──────── Excerpted data ────────
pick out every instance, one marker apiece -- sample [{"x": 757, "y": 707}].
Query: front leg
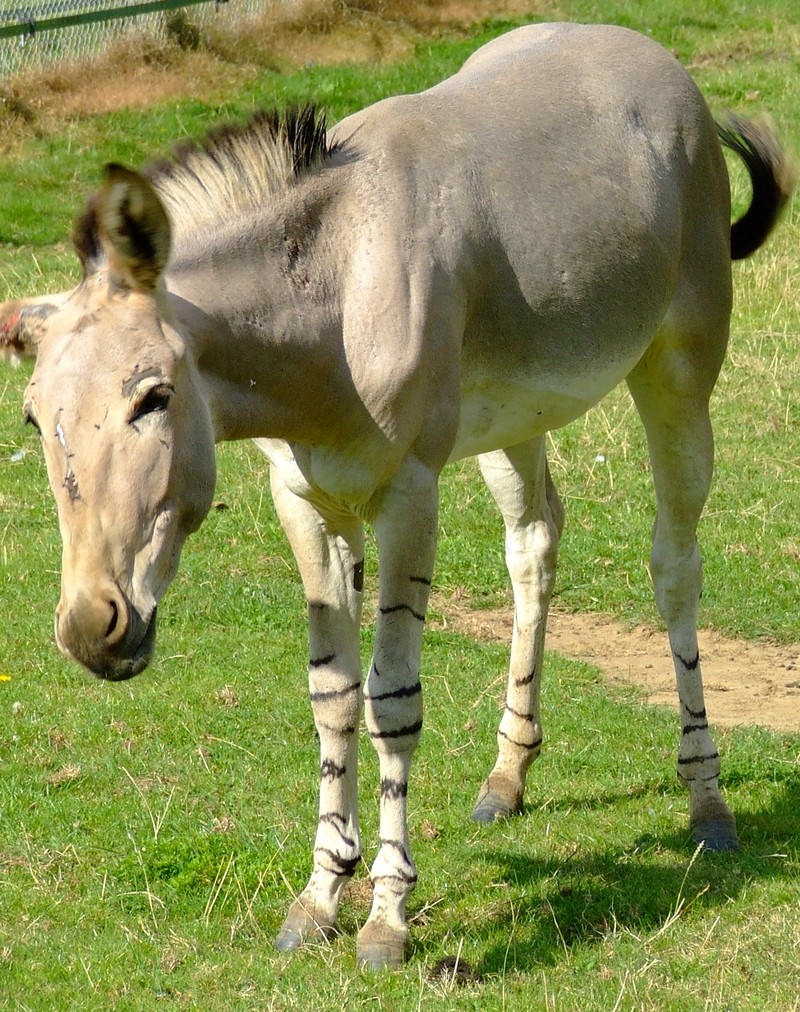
[
  {"x": 406, "y": 529},
  {"x": 331, "y": 559}
]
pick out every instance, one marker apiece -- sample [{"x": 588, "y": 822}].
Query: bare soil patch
[{"x": 745, "y": 683}]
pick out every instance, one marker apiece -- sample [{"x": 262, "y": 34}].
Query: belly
[{"x": 499, "y": 412}]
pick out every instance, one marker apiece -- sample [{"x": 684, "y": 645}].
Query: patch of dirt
[{"x": 745, "y": 683}]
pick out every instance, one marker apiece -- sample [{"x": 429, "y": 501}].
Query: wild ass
[{"x": 443, "y": 274}]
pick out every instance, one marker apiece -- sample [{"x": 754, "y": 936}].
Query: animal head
[{"x": 125, "y": 431}]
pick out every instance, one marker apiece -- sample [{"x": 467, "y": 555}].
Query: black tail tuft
[{"x": 773, "y": 176}]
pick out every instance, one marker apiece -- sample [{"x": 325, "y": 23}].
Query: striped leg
[
  {"x": 682, "y": 451},
  {"x": 406, "y": 529},
  {"x": 520, "y": 482},
  {"x": 330, "y": 557}
]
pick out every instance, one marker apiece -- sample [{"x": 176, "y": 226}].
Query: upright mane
[
  {"x": 235, "y": 167},
  {"x": 225, "y": 175}
]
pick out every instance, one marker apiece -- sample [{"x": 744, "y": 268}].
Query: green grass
[{"x": 152, "y": 834}]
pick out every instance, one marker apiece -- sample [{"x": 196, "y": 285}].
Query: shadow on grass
[{"x": 545, "y": 909}]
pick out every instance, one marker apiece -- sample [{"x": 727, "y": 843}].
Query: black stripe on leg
[
  {"x": 342, "y": 865},
  {"x": 339, "y": 823},
  {"x": 393, "y": 788},
  {"x": 330, "y": 771},
  {"x": 689, "y": 665},
  {"x": 707, "y": 758},
  {"x": 402, "y": 607},
  {"x": 691, "y": 728},
  {"x": 522, "y": 745},
  {"x": 402, "y": 693},
  {"x": 411, "y": 729},
  {"x": 320, "y": 662}
]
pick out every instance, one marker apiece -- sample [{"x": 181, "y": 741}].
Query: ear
[
  {"x": 24, "y": 322},
  {"x": 132, "y": 228}
]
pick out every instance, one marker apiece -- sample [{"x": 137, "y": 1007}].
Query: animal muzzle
[{"x": 105, "y": 634}]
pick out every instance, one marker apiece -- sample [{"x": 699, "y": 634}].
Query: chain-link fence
[{"x": 34, "y": 33}]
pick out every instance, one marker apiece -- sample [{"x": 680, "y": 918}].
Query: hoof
[
  {"x": 381, "y": 949},
  {"x": 716, "y": 835},
  {"x": 491, "y": 807},
  {"x": 300, "y": 928},
  {"x": 288, "y": 940}
]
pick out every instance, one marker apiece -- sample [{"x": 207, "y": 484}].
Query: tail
[{"x": 773, "y": 176}]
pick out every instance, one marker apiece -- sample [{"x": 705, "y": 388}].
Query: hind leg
[
  {"x": 672, "y": 394},
  {"x": 520, "y": 482}
]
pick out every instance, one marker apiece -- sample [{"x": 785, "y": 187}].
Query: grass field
[{"x": 152, "y": 834}]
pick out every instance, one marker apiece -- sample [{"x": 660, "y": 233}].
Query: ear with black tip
[{"x": 132, "y": 228}]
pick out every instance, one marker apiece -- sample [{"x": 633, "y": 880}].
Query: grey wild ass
[{"x": 443, "y": 274}]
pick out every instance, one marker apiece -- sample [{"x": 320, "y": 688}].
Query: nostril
[
  {"x": 115, "y": 615},
  {"x": 113, "y": 621}
]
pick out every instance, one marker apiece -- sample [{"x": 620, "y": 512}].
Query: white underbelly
[{"x": 497, "y": 413}]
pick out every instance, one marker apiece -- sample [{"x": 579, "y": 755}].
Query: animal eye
[
  {"x": 30, "y": 420},
  {"x": 156, "y": 399}
]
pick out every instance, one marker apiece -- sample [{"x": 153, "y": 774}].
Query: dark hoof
[
  {"x": 717, "y": 836},
  {"x": 288, "y": 940},
  {"x": 492, "y": 808}
]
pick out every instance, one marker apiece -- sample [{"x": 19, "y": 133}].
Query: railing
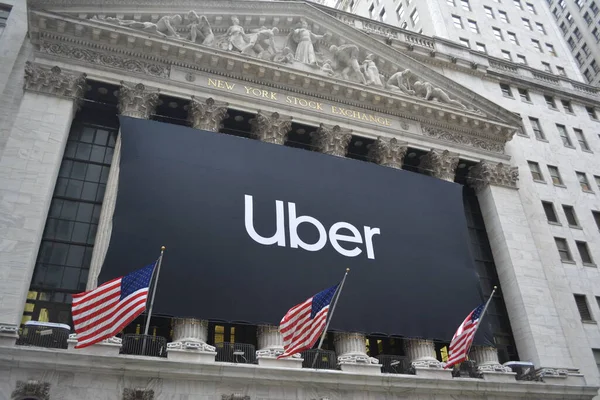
────────
* Required task
Select and copy every line of the items above that contains the string "animal". Case counts when matching.

* Task answer
Query: animal head
Query: animal muzzle
Query: animal eye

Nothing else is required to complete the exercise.